In all cases of suspected TMD, imaging will be required to support a diagnosis and eliminate possible other conditions. One of the most basic and initial radiographs used is the panorex. One of the important things to recognize is that the panorex actually does not tell us much about the jaw joint. It does show the jaw and the associated structures and is a helpful tool in identifying any periodontal or odontogenic causes for orofacial pain. A panoramic x-ray essentially rules out other possible causes of pain in the TMJ region, and allows the clinician to begin assessment by narrowing down the possible causes. A panorex does allow the clinician to assess bony changes in the masseter insert region as well as stylohyoid ligament calcifications, which are both signs of chronic excessive clenching and grinding, and extremely common in TMD patients with symptoms.
In patients with symptoms, once other possible causes are ruled out by the panorex, additional imagining is usually required in order to finalize the diagnosis. This includes a CBCT, MRI or other imaging to visualize the condyle, disc position, and degeneration of the jaw joint.
Assessment of TMD patients with dysfunction usually leads to one of the following diagnoses:
- Disc Displacement with reduction – reproducible click on opening and closing
- Disc Displacement without reduction – history of joint noise and limitation of mandibular opening but no click present currently. Slight limitation of opening. Limitation o the affected side or both
- Capsulitis – tenderness of TMJ with range of motion limited by pain; no crepitus
- Osteoarthritis – tenderness of TMJ (laterally or in ear canal on palpation) with crepitus
- Rheumatoid arthritis – same as Osteoarthritis but pt confirms medical diagnosis of RA
- There are other possible diagnoses and a definitive statement cannot be made until further testing is completed and confirmed.

Point-per-instance localization data
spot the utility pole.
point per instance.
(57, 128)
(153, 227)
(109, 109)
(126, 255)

→ Required action 1
From the passage on TMD imaging, return the portion starting at "Assessment of TMD" and ending at "completed and confirmed.", copied word for word.
→ Required action 2
According to the passage on TMD imaging, why is a panorex useful in assessing suspected TMD even though it reveals little about the jaw joint itself? Answer in one to three sentences.

→ Task response 1
Assessment of TMD patients with dysfunction usually leads to one of the following diagnoses:
- Disc Displacement with reduction – reproducible click on opening and closing
- Disc Displacement without reduction – history of joint noise and limitation of mandibular opening but no click present currently. Slight limitation of opening. Limitation o the affected side or both
- Capsulitis – tenderness of TMJ with range of motion limited by pain; no crepitus
- Osteoarthritis – tenderness of TMJ (laterally or in ear canal on palpation) with crepitus
- Rheumatoid arthritis – same as Osteoarthritis but pt confirms medical diagnosis of RA
- There are other possible diagnoses and a definitive statement cannot be made until further testing is completed and confirmed.

→ Task response 2
A panorex shows the jaw and associated structures, which helps identify periodontal or odontogenic causes of orofacial pain and rules out other possible causes of pain in the TMJ region. This lets the clinician begin assessment by narrowing down the possible causes. It also shows bony changes in the masseter insert region and stylohyoid ligament calcifications, which are signs of chronic excessive clenching and grinding.